**SELECTED TEXT**.
Excessive mast cell accumulation and activation have been associated with chronic neuroinflammation and disruption of the blood-brain barrier and brain-spinal cord barrier. These barriers are highly selective membranes that prevent microbes and potentially harmful molecules and cells in circulation from entering the central nervous system (CNS; the brain and spinal cord).

Previous studies showed that mast cells contribute to ALS through close contact with degenerating motor neuron fibers and neuromuscular junctions — both located outside the CNS. The neuromuscular junction is the site of contact between a nerve cell and a muscle cell.

While mast cells have been reported in the CNS of ALS patients, how these cells enter the central nervous system and how they interact with motor neurons and microvasculature (small blood vessels) in the spinal cord remains unclear.

Trías and his team, along with colleagues in the U.S. and France, analyzed the presence, features, and dynamics of mast cells in the spinal cord of five deceased ALS patients and of rodent disease models.

They found that mast cells and their precursors infiltrate and accumulate in the degenerating spinal cord of both ALS patients and the rodents, and show degranulating features, suggesting their activation. Similar features were not observed in the spinal cords of healthy individuals and rodents.

Mast cells in ALS patients and models were mainly found between motor neurons and nearby small blood vessels of the blood-spinal cord barrier (BSCB), which exhibited marked abnormalities that allowed mast cell precursors to reach the spinal cord.

Further analysis in the rodent models showed that mast cell precursors, positive for a cell surface receptor protein called c-Kit, accumulated near motor neurons and astrocytes (neuron-supporting cells) producing stem cell factor (SCF), a protein that binds to c-Kit, activating it.

Mast cell precursor infiltration and subsequent maturation in the spinal cord “seem to be a complex process controlled by the integrity of BSCB and the [overproduction] of SCF in reactive astrocytes and neurons,” the researchers wrote.

In addition, mast cells can “damage the BSCB suggesting a bidirectional pathogenic [disease-associated] process that could be relevant for the integrity of the motor neuron-vascular niche,” the team added.

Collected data

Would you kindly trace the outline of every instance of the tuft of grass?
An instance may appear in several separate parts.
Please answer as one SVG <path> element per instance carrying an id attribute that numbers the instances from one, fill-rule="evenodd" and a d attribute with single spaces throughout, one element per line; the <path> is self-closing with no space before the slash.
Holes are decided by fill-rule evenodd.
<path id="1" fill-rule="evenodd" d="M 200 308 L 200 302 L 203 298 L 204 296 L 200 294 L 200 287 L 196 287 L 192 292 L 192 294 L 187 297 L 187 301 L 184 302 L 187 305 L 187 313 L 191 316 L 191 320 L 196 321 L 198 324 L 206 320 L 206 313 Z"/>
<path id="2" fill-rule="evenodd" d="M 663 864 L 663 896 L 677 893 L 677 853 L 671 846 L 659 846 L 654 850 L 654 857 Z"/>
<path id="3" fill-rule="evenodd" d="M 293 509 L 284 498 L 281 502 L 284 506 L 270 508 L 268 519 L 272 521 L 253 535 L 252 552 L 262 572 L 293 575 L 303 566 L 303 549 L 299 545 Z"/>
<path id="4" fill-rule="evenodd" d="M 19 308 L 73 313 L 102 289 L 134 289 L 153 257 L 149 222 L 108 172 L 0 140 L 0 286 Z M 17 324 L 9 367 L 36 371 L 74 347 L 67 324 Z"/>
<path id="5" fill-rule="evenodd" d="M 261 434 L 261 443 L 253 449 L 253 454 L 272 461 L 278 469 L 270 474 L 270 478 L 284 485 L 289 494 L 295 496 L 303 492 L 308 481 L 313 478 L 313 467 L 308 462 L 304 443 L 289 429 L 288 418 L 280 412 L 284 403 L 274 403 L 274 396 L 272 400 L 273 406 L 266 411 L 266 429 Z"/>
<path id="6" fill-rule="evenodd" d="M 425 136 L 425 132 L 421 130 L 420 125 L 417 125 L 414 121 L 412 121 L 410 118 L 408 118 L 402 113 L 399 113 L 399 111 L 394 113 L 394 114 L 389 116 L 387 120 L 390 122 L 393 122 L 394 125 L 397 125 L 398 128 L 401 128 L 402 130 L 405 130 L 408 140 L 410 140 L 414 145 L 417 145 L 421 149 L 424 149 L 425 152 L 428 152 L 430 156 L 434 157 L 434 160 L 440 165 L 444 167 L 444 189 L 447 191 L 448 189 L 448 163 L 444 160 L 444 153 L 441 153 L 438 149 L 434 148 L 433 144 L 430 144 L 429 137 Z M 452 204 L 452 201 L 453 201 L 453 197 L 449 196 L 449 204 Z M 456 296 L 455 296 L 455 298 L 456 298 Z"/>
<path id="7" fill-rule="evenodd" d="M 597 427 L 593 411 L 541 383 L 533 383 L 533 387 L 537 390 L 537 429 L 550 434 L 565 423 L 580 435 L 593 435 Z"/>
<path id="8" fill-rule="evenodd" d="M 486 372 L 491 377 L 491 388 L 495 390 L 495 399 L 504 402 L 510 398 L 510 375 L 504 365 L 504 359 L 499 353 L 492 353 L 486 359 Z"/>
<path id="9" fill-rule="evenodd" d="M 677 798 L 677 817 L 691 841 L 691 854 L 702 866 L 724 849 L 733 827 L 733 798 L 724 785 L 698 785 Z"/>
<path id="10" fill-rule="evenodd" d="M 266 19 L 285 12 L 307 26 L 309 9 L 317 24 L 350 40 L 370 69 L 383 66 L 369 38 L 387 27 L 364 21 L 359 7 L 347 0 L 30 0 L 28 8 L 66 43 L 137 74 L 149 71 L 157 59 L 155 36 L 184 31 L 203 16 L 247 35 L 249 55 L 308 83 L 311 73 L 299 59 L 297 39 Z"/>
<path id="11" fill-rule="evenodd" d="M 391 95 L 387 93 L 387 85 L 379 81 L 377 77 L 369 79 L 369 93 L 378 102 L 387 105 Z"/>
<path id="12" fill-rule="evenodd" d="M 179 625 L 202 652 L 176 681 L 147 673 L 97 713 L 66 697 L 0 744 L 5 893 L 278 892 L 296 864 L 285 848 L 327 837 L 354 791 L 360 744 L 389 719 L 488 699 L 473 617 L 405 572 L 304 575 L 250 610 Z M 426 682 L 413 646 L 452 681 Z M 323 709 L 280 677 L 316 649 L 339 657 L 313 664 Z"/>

**WHAT IS NEEDED**.
Continue the passage on mast cells in the ALS spinal cord from the point where it stops. These entries have no connection to the passage on mast cells in ALS.

**ANSWER SPACE**.
Given that masitinib — which has shown anti-inflammatory and neuroprotective effects in ALS — is a suppressor of c-Kit, the researchers then evaluated an ALS mouse model given with the experimental therapy.

Masitinib treatment was found to significantly reduce both the number of infiltrating mast cells (by 50%) and microvascular abnormalities (by 30–40%) in the animals’ spinal cord.

These results “are consistent with a masitinib protective effect via c-Kit inhibition, preventing the trafficking of mast cell precursors and mast cell local [maturation] in the motor neuron-vascular niche,” the researchers wrote.

They also highlight “a previously unknown pathogenic [disease-associated] mechanism triggered by [mast cells] in the ALS motor neuron-vascular niche that might be targeted pharmacologically,” the team added.

Findings add to the growing body of studies highlighting the beneficial effects of masitinib in ALS, including a survival benefit when administered at an early stage of the disease.

Luis Barbeito, MD, PhD, a study author and head of the neurodegeneration laboratory at Institut Pasteur in Montevideo, said: “these new data further corroborate the biological plausibility for using masitinib in ALS and support previous clinical findings that masitinib may provide a greater benefit if administered at an early stage of the disease course.”

Masitinib’s therapeutic effects are being confirmed in a Phase 3 clinical trial, called AB19001 (NCT03127267), in up to 495 adults with early stage ALS. Those enrolled are being randomized to oral masitinib or to a placebo, both given twice daily as an add-on to riluzole for 48 weeks.

One of the study’s 12 scientists is a co-founder and shareholder of AB Science.